● Stored rows
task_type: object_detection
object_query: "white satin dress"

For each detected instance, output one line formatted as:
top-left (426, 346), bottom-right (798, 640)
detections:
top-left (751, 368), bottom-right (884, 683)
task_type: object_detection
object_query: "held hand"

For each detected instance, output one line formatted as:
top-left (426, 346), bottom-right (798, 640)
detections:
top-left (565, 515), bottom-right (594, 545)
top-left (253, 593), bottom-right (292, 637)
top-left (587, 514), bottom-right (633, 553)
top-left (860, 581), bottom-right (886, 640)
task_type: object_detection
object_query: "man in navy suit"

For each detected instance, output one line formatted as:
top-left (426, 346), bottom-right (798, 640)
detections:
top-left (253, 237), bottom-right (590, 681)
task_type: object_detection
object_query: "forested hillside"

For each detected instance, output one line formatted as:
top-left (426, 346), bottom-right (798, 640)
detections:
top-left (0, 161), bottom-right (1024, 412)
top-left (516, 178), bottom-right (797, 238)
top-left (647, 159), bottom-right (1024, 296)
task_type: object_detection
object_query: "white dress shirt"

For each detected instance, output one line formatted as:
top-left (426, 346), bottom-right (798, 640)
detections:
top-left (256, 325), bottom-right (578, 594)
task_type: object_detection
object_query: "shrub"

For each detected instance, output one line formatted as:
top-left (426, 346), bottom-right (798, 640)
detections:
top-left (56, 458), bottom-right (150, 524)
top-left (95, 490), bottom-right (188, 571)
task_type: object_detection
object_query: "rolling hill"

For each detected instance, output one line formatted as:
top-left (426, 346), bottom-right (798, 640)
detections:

● What is needed
Replace "navy suit" with "gray suit" in the stretch from the start of the data through the line containing "top-left (256, 325), bottom-right (578, 594)", and write out those lines with nothing else changed.

● Full answer
task_type: object_detection
object_query: "white satin dress"

For each detected instance, output one line formatted as:
top-left (426, 346), bottom-right (798, 640)
detections:
top-left (751, 368), bottom-right (884, 683)
task_type: object_detection
object_query: "held hand"

For each detected instance, output one line formatted as:
top-left (426, 346), bottom-right (798, 640)
detections:
top-left (565, 515), bottom-right (594, 545)
top-left (253, 593), bottom-right (292, 637)
top-left (587, 514), bottom-right (633, 553)
top-left (860, 581), bottom-right (886, 640)
task_type: object_detection
object_query: "man in gray suit"

For each detected instance, output one line formatted as:
top-left (426, 346), bottom-right (798, 640)
detections:
top-left (253, 237), bottom-right (590, 681)
task_type: object_detection
object_query: "forested hillside"

For each detected instance, output one line formatted as:
top-left (426, 346), bottom-right (798, 640)
detections:
top-left (0, 161), bottom-right (1024, 412)
top-left (516, 178), bottom-right (797, 238)
top-left (647, 159), bottom-right (1024, 296)
task_type: object_detection
object_query: "white dress shirt"

For each detected instance, output one line formatted as:
top-left (426, 346), bottom-right (798, 640)
detections:
top-left (256, 325), bottom-right (578, 594)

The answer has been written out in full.